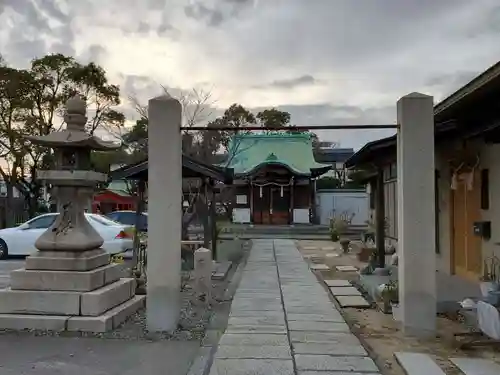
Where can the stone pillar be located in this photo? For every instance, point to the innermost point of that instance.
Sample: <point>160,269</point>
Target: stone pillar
<point>416,207</point>
<point>165,213</point>
<point>203,274</point>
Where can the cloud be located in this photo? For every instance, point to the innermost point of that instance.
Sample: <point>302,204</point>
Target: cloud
<point>327,61</point>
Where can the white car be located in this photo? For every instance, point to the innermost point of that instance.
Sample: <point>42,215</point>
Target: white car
<point>21,240</point>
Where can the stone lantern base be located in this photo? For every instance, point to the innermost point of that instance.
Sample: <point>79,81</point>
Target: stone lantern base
<point>68,291</point>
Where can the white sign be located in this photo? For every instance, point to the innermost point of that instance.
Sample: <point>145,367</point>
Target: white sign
<point>241,199</point>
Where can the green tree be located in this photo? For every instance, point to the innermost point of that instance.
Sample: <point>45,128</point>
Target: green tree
<point>41,94</point>
<point>274,118</point>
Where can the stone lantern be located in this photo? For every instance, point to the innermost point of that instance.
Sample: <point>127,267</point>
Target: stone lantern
<point>73,182</point>
<point>69,284</point>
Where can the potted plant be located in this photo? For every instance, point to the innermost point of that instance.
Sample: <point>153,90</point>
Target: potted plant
<point>344,243</point>
<point>489,281</point>
<point>390,298</point>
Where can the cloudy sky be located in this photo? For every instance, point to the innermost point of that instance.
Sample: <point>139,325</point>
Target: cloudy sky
<point>325,61</point>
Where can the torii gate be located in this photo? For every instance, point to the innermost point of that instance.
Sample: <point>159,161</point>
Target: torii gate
<point>416,208</point>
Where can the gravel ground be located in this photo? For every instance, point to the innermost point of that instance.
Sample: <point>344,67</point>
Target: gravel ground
<point>194,317</point>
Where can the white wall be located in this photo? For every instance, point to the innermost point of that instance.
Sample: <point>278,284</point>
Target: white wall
<point>335,203</point>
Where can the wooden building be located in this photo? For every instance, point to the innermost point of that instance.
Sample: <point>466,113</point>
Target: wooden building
<point>274,177</point>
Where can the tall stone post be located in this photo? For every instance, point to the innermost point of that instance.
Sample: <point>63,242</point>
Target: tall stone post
<point>165,213</point>
<point>416,207</point>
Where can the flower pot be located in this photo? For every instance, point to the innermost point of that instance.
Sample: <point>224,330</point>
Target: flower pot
<point>396,312</point>
<point>487,287</point>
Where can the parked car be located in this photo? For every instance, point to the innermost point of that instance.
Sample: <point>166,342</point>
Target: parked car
<point>20,240</point>
<point>129,217</point>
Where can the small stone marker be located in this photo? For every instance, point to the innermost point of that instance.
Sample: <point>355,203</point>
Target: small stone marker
<point>418,363</point>
<point>352,301</point>
<point>345,291</point>
<point>319,267</point>
<point>346,268</point>
<point>337,283</point>
<point>476,366</point>
<point>203,274</point>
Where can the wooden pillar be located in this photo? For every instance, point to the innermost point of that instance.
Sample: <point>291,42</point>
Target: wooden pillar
<point>380,217</point>
<point>213,217</point>
<point>292,182</point>
<point>207,233</point>
<point>251,201</point>
<point>141,188</point>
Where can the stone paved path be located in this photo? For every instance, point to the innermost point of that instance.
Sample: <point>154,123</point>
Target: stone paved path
<point>282,322</point>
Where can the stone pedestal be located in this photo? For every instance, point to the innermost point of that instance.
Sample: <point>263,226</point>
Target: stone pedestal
<point>68,291</point>
<point>203,274</point>
<point>416,215</point>
<point>165,213</point>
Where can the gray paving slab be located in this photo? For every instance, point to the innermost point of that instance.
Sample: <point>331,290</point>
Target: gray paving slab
<point>345,291</point>
<point>333,316</point>
<point>476,366</point>
<point>352,301</point>
<point>263,351</point>
<point>243,339</point>
<point>334,338</point>
<point>252,367</point>
<point>337,283</point>
<point>418,363</point>
<point>329,363</point>
<point>317,326</point>
<point>257,329</point>
<point>336,373</point>
<point>257,320</point>
<point>319,267</point>
<point>339,349</point>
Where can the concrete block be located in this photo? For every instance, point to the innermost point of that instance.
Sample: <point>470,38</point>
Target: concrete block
<point>107,321</point>
<point>252,366</point>
<point>329,363</point>
<point>112,273</point>
<point>276,352</point>
<point>345,291</point>
<point>245,339</point>
<point>67,261</point>
<point>317,326</point>
<point>98,301</point>
<point>39,302</point>
<point>475,366</point>
<point>418,363</point>
<point>41,322</point>
<point>74,281</point>
<point>352,301</point>
<point>337,283</point>
<point>329,349</point>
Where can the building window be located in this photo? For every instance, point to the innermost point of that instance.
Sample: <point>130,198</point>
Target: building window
<point>372,196</point>
<point>485,189</point>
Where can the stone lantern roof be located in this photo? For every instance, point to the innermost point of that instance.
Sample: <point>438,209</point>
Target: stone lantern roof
<point>74,135</point>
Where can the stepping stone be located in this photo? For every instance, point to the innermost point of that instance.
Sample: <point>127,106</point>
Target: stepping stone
<point>476,366</point>
<point>352,301</point>
<point>277,352</point>
<point>345,291</point>
<point>346,268</point>
<point>319,267</point>
<point>418,363</point>
<point>246,366</point>
<point>336,283</point>
<point>329,349</point>
<point>328,363</point>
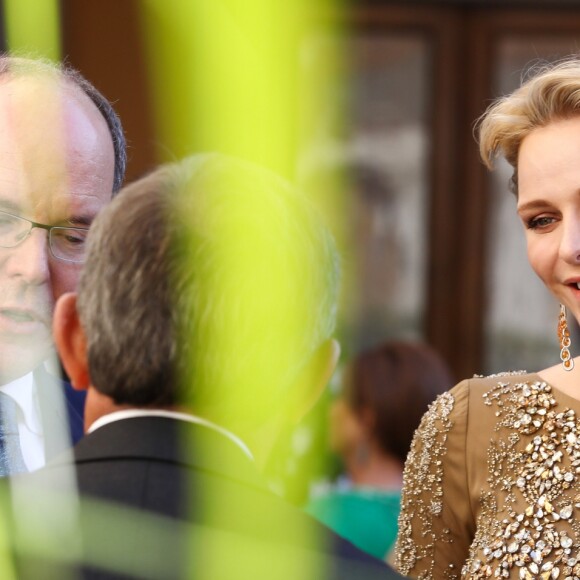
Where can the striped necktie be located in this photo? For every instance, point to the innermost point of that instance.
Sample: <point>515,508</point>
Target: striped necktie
<point>11,460</point>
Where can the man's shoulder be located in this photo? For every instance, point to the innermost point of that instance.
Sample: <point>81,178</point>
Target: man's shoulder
<point>149,471</point>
★ ★ ★
**What to do**
Copy out every row above word for word, leaving out the pictures.

**Solution for this problem**
Where can the stone pillar be located in this photo? For every instance, point to the innermost point of that instance.
Sample: <point>160,269</point>
Target: stone pillar
<point>416,207</point>
<point>165,213</point>
<point>203,274</point>
Where can the cloud be located in this photo? For every instance, point to the innermost point of that instance.
Sample: <point>302,204</point>
Target: cloud
<point>327,61</point>
Where can the white car be located in this photo? For every instance, point to the innermost point of that instance.
Sample: <point>42,215</point>
Target: white car
<point>21,240</point>
Where can the stone lantern base be located in this photo? For every instance, point to the innermost point of that instance.
Sample: <point>79,81</point>
Target: stone lantern base
<point>68,291</point>
Where can the white sign be located in this photo? For every instance, point to the innermost point of that instance.
Sample: <point>145,367</point>
Target: white sign
<point>241,199</point>
Where can the green tree be located in this photo? For every instance, point to the innermost point of that instance.
Sample: <point>45,128</point>
Target: green tree
<point>41,94</point>
<point>274,118</point>
Where can the stone lantern be located in this photo? For every instance, point to the innermost point of that instance.
Sample: <point>127,267</point>
Target: stone lantern
<point>73,182</point>
<point>69,284</point>
Where can the potted plant be located in this photo? For every instance, point to the innermost point of that instance.
Sample: <point>153,90</point>
Target: potted plant
<point>344,243</point>
<point>489,281</point>
<point>390,298</point>
Where can the cloudy sky be located in this photo? For every instance, point to the innermost point of that instance.
Sample: <point>139,325</point>
Target: cloudy sky
<point>325,61</point>
Where can the torii gate be located in this photo? For every instance, point to the innermost point of that instance.
Sample: <point>159,161</point>
Target: torii gate
<point>416,208</point>
Where can the gravel ground be located in this photo? For every instance, point to the innermost point of that instance.
Sample: <point>344,67</point>
Target: gravel ground
<point>194,317</point>
Where can the white wall be located in this photo? For every instance, point to the innermost point of that instance.
Sample: <point>278,284</point>
Target: white wall
<point>335,203</point>
Where can the wooden building be located in this photo? For every instance, point to the innermost point of that instance.
Sample: <point>466,113</point>
Target: wooden building
<point>274,177</point>
Where can the tall stone post be located in this photo? For every instance, point to the innermost point of that instance.
Sample: <point>63,242</point>
Target: tall stone post
<point>165,213</point>
<point>416,207</point>
Where can the flower pot be located in this photo? For every instance, point to the innermost point of that instance.
Sample: <point>224,330</point>
Target: flower pot
<point>396,312</point>
<point>487,287</point>
Where can the parked car be located in this photo? For every instance, point to the innermost point of that instance.
Sample: <point>166,342</point>
Target: parked car
<point>20,240</point>
<point>129,217</point>
Where can the small stone marker be located in this photo? For every instance, point to the innermost point of that instance.
Sample: <point>355,203</point>
Target: small stone marker
<point>418,363</point>
<point>352,301</point>
<point>345,291</point>
<point>319,267</point>
<point>346,268</point>
<point>337,283</point>
<point>476,366</point>
<point>203,274</point>
Where can the wooden pillar be located in this photo? For every instance, point to the innermost point of that instance.
Sample: <point>291,42</point>
Target: wooden pillar
<point>380,217</point>
<point>213,217</point>
<point>292,182</point>
<point>207,233</point>
<point>251,201</point>
<point>141,188</point>
Where can the stone paved path be located in this photo? For every instance, point to the innermost point of that instance.
Sample: <point>154,123</point>
Target: stone paved path
<point>282,322</point>
Where can the stone pedestal be located in this photo? For every instance, point to the innermost point of that instance.
Sample: <point>263,226</point>
Target: stone pedestal
<point>68,291</point>
<point>203,274</point>
<point>416,215</point>
<point>165,213</point>
Where can the gray paving slab be located in this photo? For every instance, point to the innermost point of that instance.
Sample: <point>331,290</point>
Target: gray paving slab
<point>345,291</point>
<point>333,316</point>
<point>476,366</point>
<point>352,301</point>
<point>263,351</point>
<point>243,339</point>
<point>334,338</point>
<point>252,367</point>
<point>337,283</point>
<point>418,363</point>
<point>329,363</point>
<point>317,326</point>
<point>257,329</point>
<point>336,373</point>
<point>257,320</point>
<point>319,267</point>
<point>339,349</point>
Where can the concrete block be located in this photo? For every instance, point to the innermost point of that instance.
Sample: <point>470,38</point>
Target: concrete block
<point>107,321</point>
<point>252,366</point>
<point>329,363</point>
<point>112,273</point>
<point>276,352</point>
<point>345,291</point>
<point>245,339</point>
<point>67,261</point>
<point>317,326</point>
<point>98,301</point>
<point>39,302</point>
<point>475,366</point>
<point>418,363</point>
<point>41,322</point>
<point>74,281</point>
<point>352,301</point>
<point>337,283</point>
<point>329,349</point>
Where can the building window be located in this photo? For every instance, point to the innermost point of that instance.
Sample: <point>130,198</point>
Target: building window
<point>372,196</point>
<point>485,189</point>
Where can the stone lantern roof be located in this photo? For every instance, point to the innermost point of that instance.
Sample: <point>438,209</point>
Target: stone lantern roof
<point>74,135</point>
Where can the stepping stone be located in this photo? For every instance, point to the innermost point of that instance.
Sample: <point>127,106</point>
Target: stepping stone
<point>476,366</point>
<point>352,301</point>
<point>277,352</point>
<point>345,291</point>
<point>346,268</point>
<point>319,267</point>
<point>418,363</point>
<point>246,366</point>
<point>336,283</point>
<point>329,349</point>
<point>328,363</point>
Where can the striped necktie be located in this photo? For every instance, point to the innermost point of that instance.
Sample: <point>515,508</point>
Target: striped necktie
<point>11,460</point>
Where can the man's shoulder be located in this photo? For every instance, point to the innermost point of that instance.
Sample: <point>81,178</point>
Target: man's shoulder
<point>149,471</point>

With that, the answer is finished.